------ Extract ------

Qualcomm tumbles 13% as semiconductor stocks retreat from historic AI-fueled surge

Semiconductor equities reversed sharply after a broad AI-driven advance, with Qualcomm suffering its worst day since 2020 amid inflation concerns and rising oil prices.

Semiconductor stocks fell sharply on Tuesday, reversing course after an extensive rally that had expanded the artificial intelligence investment theme well past Nvidia and driven the industry to unprecedented levels.

Qualcomm plunged 13% and was on track for its steepest single-day decline since 2020. Intel shed 8%, while On Semiconductor and Skyworks Solutions each lost more than 6%. The iShares Semiconductor ETF, which benchmarks the overall sector, fell 5%.

The sell-off came after a key gauge of consumer prices came in above forecasts, and as conflict in Iran pushed crude oil higher—prompting investors to shift away from riskier assets.

The preceding advance had widened the AI opportunity set beyond longtime industry leader Nvidia, which for much of the past several years had largely carried the market to new peaks on its own.

------ Extracted data ------

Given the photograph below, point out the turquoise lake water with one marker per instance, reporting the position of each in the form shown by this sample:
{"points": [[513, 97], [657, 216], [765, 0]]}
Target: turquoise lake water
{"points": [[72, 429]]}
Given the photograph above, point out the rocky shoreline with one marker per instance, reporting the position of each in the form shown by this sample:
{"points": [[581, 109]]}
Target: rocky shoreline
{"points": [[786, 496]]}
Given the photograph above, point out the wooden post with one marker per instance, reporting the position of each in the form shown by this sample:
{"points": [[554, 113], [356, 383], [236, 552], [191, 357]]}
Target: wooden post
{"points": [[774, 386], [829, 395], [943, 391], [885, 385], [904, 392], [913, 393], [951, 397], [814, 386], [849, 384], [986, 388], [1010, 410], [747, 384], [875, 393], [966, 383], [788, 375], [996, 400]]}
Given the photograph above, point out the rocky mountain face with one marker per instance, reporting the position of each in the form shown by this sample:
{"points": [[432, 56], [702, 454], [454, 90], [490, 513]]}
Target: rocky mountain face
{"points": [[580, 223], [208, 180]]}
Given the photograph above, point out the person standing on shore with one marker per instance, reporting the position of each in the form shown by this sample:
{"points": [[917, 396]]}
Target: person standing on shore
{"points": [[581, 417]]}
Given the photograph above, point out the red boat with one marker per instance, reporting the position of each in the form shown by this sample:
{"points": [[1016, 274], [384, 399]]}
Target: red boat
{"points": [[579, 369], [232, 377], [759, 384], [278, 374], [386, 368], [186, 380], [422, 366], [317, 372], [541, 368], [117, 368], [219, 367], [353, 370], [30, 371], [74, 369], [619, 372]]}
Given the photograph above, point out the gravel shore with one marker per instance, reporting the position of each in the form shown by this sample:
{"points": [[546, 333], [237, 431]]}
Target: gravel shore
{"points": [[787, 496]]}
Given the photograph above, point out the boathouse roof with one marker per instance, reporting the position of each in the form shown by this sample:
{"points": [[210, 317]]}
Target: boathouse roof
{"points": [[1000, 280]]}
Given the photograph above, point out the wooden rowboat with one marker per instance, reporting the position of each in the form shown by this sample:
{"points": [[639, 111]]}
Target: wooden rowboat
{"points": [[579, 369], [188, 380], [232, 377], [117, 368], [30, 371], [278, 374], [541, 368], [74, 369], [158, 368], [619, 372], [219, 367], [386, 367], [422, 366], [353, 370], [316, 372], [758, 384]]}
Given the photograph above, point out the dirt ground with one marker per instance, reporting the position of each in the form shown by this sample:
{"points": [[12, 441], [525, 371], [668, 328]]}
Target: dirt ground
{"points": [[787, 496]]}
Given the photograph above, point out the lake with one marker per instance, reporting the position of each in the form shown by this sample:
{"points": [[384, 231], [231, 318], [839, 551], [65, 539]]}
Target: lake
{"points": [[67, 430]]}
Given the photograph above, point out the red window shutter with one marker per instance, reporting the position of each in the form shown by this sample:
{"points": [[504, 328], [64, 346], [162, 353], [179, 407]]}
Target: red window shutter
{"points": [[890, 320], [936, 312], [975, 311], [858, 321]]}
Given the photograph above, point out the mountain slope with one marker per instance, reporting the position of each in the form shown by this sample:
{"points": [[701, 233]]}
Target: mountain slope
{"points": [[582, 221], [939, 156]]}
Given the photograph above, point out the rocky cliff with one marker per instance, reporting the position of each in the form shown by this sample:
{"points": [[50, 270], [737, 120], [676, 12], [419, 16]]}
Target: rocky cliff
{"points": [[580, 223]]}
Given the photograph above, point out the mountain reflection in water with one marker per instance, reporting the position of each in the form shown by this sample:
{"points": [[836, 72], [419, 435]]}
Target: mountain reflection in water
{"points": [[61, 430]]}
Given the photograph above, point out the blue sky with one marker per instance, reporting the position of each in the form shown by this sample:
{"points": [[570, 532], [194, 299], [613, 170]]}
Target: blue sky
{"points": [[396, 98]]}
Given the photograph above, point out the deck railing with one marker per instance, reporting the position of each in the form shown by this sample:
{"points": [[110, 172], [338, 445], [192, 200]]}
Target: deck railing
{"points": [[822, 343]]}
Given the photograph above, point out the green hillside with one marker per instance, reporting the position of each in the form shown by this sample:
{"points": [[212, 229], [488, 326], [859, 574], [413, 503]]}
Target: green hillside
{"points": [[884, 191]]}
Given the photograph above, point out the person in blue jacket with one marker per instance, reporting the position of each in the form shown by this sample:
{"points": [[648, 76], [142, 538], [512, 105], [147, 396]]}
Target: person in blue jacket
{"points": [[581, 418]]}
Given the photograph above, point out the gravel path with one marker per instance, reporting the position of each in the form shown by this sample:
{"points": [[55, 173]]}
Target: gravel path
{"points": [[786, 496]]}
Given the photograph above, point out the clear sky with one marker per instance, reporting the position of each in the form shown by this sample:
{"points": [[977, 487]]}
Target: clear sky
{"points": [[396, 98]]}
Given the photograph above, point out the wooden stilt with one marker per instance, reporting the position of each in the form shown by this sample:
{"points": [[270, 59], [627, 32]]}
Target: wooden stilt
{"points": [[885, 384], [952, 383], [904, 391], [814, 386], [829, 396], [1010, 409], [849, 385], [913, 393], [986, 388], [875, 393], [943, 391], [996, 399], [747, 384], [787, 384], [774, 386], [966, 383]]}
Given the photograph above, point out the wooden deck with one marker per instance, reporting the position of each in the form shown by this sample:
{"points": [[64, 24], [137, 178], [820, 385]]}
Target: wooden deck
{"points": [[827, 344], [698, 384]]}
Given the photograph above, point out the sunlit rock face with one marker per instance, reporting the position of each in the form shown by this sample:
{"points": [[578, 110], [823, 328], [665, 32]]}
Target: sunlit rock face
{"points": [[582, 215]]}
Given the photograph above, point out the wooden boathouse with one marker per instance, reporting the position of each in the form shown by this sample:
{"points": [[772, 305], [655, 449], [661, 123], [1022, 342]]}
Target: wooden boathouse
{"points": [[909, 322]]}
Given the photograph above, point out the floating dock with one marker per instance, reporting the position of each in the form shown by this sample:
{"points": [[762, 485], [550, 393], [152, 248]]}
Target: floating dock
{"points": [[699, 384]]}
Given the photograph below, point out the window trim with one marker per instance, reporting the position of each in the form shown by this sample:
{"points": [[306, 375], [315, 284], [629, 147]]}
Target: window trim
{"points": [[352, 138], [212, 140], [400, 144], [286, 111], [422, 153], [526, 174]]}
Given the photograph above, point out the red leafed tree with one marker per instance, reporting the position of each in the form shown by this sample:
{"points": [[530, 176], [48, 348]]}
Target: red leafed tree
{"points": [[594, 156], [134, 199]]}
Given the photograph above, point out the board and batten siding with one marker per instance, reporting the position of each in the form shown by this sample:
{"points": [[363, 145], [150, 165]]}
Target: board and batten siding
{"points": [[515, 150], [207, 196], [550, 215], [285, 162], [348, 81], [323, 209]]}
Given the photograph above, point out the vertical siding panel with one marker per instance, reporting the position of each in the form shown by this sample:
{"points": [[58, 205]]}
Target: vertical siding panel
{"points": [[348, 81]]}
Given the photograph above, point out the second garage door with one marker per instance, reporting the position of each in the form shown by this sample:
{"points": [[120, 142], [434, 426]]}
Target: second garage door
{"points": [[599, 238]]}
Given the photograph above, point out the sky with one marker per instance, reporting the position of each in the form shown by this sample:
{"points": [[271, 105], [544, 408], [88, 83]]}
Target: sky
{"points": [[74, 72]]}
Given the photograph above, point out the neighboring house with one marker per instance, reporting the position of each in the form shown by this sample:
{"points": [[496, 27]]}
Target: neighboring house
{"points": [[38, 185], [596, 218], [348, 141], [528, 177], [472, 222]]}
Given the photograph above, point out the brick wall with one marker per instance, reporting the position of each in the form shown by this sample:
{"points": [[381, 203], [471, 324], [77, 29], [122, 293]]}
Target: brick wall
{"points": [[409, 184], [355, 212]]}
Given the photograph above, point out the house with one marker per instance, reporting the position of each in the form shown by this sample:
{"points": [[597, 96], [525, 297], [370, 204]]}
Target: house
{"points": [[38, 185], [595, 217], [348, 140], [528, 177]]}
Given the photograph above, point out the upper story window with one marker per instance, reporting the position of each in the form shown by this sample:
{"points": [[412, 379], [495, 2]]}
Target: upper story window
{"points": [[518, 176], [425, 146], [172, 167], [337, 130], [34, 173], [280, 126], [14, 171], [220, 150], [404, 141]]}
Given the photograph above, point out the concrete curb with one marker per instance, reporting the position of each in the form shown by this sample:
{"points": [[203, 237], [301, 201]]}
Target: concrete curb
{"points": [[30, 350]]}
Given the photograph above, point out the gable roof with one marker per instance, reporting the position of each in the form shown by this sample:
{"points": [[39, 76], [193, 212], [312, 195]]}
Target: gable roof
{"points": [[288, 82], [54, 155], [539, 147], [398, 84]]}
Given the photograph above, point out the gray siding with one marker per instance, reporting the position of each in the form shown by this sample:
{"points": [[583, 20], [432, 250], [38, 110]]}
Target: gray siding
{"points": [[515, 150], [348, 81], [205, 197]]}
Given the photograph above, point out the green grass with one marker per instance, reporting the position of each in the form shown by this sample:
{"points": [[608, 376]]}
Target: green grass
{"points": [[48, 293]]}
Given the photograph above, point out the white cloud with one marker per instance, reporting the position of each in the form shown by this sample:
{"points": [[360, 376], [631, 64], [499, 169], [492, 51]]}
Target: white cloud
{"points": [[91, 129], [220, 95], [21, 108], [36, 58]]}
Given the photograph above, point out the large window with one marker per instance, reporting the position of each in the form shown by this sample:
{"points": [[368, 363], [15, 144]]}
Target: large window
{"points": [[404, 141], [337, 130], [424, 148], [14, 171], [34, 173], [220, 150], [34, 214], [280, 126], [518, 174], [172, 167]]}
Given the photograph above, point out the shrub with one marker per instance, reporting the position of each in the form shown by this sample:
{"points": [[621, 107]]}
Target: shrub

------

» Exercise set
**1)** Summarize the article on semiconductor stocks in two sentences.
**2)** Reproduce the part of the article on semiconductor stocks starting at "Qualcomm tumbles 13%" and ending at "from riskier assets.".

» Answers to the exercise
**1)** Semiconductor stocks fell sharply on Tuesday, reversing a rally that had widened the AI investment theme beyond Nvidia. Qualcomm plunged 13% and was on track for its steepest single-day drop since 2020, and the iShares Semiconductor ETF fell 5%, after a consumer price gauge came in above forecasts and conflict in Iran pushed crude oil higher, driving investors away from riskier assets.

**2)**
Qualcomm tumbles 13% as semiconductor stocks retreat from historic AI-fueled surge

Semiconductor equities reversed sharply after a broad AI-driven advance, with Qualcomm suffering its worst day since 2020 amid inflation concerns and rising oil prices.

Semiconductor stocks fell sharply on Tuesday, reversing course after an extensive rally that had expanded the artificial intelligence investment theme well past Nvidia and driven the industry to unprecedented levels.

Qualcomm plunged 13% and was on track for its steepest single-day decline since 2020. Intel shed 8%, while On Semiconductor and Skyworks Solutions each lost more than 6%. The iShares Semiconductor ETF, which benchmarks the overall sector, fell 5%.

The sell-off came after a key gauge of consumer prices came in above forecasts, and as conflict in Iran pushed crude oil higher—prompting investors to shift away from riskier assets.